Activity or Results? What Are You Rewarding?

Activity or Results? What Are You Rewarding?

What Defines Business Success? Activities or Results?

You know the answer. But, be wary. It is year-end appraisal and reward time, and it is tempting to reward people for completing tasks that may not translate to business results. Checking the box does give a sense of accomplishment, but what if these activities do not drive business outcomes?

?10 Behaviors That Inhibit a Results-Focused Organization

To what extent are these behaviors apparent in your team, creating gaps in performance?

  • Insufficient strategic planning skills
  • Obsessing over the completion of project checklists versus tracking business results
  • Poor organization skills
  • Prioritizing less relevant actions and losing focus on the end goal
  • Failure to properly resolve problems that impact timelines, profitability or quality
  • Failure to apply or redeploy resources as needed to reach goals
  • Low personal effort
  • Getting distracted by minor issues
  • Fear of failure or mistakes?

  • Stepping into the trap of activity-focused actions that mask real progress, including task lists and endless discussions without decisions and closure

Example 1: Frank noted in his self-appraisal that while the department he leads missed its revenue target for the year, he exceeded last year’s volume in sales conferences hosted, sales strategy meetings held and LinkedIn articles posted, including the new and exciting addition of videos. Maria, his leader, admires the energy and hours that Frank and his team put forth, but she struggles with how to address the revenue miss. There may be some external headwinds, but the root causes appear to be internal. Frank is loyal and talented, and Maria doesn’t want to create employee engagement issues and turnover. Yet, the business is experiencing an issue that it cannot risk seeing again next fiscal year.

Recorded information:
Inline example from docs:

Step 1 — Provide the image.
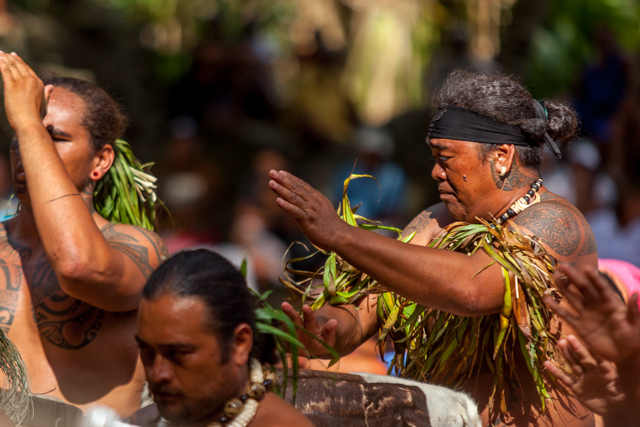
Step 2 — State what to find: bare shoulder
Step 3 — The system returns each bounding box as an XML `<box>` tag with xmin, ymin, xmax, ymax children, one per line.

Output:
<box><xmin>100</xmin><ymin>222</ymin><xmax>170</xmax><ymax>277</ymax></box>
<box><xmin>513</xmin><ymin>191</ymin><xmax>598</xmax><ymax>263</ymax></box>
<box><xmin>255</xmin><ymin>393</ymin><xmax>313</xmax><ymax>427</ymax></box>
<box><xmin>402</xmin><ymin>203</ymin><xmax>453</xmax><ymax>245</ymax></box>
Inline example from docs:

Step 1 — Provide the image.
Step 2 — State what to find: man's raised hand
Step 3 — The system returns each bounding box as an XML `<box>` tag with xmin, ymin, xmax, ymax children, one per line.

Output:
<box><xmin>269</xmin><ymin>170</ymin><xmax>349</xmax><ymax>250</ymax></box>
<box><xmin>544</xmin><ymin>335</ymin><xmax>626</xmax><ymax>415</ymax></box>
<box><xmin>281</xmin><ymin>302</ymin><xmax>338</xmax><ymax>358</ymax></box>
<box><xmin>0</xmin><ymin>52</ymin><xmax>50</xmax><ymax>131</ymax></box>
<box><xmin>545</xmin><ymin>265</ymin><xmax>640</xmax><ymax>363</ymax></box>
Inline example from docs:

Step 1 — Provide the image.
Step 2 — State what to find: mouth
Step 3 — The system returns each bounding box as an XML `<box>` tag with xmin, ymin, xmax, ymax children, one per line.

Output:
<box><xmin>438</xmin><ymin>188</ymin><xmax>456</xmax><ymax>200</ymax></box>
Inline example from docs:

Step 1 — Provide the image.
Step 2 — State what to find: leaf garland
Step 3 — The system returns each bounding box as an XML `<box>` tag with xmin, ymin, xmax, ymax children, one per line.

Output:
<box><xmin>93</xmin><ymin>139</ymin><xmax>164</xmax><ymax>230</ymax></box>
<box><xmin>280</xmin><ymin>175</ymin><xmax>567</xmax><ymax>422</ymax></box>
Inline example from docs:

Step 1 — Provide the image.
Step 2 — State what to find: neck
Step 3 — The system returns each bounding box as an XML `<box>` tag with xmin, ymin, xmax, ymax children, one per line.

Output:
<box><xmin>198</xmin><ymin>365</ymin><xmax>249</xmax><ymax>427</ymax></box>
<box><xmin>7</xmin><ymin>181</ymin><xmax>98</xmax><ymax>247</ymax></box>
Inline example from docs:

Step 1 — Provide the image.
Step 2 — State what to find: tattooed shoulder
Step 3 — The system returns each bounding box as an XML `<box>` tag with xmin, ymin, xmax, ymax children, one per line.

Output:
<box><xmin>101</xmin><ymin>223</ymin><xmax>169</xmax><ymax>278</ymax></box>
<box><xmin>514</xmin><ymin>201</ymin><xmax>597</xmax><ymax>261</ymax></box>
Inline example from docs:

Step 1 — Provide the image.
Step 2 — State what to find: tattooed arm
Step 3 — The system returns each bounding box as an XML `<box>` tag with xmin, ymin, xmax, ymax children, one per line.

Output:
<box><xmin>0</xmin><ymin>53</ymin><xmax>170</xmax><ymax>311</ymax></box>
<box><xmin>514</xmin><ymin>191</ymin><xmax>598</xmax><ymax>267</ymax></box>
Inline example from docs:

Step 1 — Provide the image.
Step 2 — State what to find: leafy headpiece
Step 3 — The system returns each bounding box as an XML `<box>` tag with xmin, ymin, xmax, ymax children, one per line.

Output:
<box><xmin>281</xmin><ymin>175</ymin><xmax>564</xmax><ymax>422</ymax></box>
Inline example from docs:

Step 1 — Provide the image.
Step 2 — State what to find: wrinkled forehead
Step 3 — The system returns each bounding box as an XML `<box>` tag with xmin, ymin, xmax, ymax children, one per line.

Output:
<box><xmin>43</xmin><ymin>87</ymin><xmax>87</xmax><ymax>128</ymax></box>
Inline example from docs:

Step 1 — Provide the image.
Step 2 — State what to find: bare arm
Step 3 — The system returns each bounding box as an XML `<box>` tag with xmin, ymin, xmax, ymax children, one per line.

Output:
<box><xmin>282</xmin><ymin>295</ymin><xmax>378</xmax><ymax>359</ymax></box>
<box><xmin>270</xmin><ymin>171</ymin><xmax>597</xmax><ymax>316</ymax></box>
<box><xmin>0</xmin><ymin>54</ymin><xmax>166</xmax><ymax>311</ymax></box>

* * *

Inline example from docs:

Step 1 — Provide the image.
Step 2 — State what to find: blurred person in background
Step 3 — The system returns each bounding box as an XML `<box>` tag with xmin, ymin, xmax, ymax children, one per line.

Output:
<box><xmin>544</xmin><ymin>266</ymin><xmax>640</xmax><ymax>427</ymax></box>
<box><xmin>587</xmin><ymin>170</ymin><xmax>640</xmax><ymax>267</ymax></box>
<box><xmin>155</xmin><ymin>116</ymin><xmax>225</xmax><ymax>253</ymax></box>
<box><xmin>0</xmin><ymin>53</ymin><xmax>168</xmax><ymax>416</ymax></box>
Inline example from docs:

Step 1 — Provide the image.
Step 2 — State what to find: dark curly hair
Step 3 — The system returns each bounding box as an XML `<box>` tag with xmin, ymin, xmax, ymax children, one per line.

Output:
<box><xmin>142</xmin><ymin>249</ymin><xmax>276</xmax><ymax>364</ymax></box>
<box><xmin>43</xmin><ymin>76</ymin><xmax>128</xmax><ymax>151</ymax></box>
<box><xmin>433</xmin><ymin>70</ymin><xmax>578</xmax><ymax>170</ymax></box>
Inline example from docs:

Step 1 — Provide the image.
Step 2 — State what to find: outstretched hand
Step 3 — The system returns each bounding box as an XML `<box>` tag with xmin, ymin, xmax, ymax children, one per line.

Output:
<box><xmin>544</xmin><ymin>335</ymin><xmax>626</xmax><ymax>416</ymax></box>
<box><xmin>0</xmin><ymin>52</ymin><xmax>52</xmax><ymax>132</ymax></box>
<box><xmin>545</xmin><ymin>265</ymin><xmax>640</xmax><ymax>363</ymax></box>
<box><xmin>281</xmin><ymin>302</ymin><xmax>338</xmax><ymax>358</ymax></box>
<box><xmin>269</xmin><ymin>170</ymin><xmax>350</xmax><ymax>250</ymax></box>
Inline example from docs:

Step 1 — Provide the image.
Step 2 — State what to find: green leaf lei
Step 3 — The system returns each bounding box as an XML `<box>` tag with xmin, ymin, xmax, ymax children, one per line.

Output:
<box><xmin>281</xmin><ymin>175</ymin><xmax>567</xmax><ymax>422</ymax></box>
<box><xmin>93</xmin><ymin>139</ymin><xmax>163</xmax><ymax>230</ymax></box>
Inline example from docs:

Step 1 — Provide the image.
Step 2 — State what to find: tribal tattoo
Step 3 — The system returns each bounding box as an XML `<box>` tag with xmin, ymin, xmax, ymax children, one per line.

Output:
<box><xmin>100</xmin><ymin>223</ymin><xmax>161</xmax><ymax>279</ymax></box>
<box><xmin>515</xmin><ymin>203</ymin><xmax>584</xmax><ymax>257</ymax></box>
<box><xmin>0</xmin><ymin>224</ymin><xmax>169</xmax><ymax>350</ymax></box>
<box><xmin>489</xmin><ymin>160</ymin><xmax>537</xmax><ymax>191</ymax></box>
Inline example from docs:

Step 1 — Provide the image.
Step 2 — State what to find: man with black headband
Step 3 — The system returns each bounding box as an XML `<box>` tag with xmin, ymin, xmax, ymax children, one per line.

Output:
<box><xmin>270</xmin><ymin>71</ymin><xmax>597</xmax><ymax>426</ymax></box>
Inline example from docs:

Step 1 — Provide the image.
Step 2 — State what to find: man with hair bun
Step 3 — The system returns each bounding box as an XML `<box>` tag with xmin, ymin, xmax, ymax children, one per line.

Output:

--

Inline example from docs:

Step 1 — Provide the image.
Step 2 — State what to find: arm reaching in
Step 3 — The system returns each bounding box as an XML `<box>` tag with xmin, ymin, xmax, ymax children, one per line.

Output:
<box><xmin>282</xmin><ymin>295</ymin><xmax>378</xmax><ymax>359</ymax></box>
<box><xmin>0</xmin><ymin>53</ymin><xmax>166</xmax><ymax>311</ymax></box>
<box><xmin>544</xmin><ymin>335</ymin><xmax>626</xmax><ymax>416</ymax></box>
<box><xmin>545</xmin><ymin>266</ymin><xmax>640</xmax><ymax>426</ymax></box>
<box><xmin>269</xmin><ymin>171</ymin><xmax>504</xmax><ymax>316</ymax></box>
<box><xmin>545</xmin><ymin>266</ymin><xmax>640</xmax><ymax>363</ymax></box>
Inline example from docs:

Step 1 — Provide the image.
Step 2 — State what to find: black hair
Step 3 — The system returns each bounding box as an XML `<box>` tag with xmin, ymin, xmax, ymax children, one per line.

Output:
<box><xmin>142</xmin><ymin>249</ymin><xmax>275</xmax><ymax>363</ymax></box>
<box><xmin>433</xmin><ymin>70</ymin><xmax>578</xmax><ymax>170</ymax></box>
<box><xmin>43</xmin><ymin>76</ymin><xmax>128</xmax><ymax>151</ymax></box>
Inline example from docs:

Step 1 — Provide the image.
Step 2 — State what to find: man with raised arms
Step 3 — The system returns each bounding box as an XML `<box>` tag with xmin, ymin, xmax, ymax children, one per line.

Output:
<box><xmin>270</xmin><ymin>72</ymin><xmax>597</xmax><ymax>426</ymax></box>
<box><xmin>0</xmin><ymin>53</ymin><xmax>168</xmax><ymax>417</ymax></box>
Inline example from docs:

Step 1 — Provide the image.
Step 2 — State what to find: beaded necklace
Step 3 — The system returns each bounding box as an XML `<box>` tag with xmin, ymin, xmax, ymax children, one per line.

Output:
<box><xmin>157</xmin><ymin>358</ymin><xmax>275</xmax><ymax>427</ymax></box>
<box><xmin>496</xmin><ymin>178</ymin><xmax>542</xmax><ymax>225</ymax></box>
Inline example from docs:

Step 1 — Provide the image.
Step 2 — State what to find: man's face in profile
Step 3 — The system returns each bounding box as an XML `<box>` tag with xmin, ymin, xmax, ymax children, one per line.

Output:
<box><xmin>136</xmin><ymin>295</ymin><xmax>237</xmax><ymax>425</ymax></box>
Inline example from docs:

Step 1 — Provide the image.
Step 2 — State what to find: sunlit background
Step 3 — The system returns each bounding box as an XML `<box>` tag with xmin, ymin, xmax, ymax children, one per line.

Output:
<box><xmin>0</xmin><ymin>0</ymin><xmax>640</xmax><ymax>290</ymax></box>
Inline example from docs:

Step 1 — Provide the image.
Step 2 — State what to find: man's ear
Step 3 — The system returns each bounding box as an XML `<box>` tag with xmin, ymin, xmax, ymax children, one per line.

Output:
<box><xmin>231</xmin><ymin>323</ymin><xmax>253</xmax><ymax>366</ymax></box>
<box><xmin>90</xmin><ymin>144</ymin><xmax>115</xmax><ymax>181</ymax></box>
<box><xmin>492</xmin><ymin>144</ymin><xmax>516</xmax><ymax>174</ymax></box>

Problem statement:
In the article on rewarding activities versus results, can you rewrite the part that opens with "Example 1: Frank" and closes with "next fiscal year.", substituting "trade shows" for "sales conferences"?

Answer for this exercise:
Example 1: Frank noted in his self-appraisal that while the department he leads missed its revenue target for the year, he exceeded last year’s volume in trade shows hosted, sales strategy meetings held and LinkedIn articles posted, including the new and exciting addition of videos. Maria, his leader, admires the energy and hours that Frank and his team put forth, but she struggles with how to address the revenue miss. There may be some external headwinds, but the root causes appear to be internal. Frank is loyal and talented, and Maria doesn’t want to create employee engagement issues and turnover. Yet, the business is experiencing an issue that it cannot risk seeing again next fiscal year.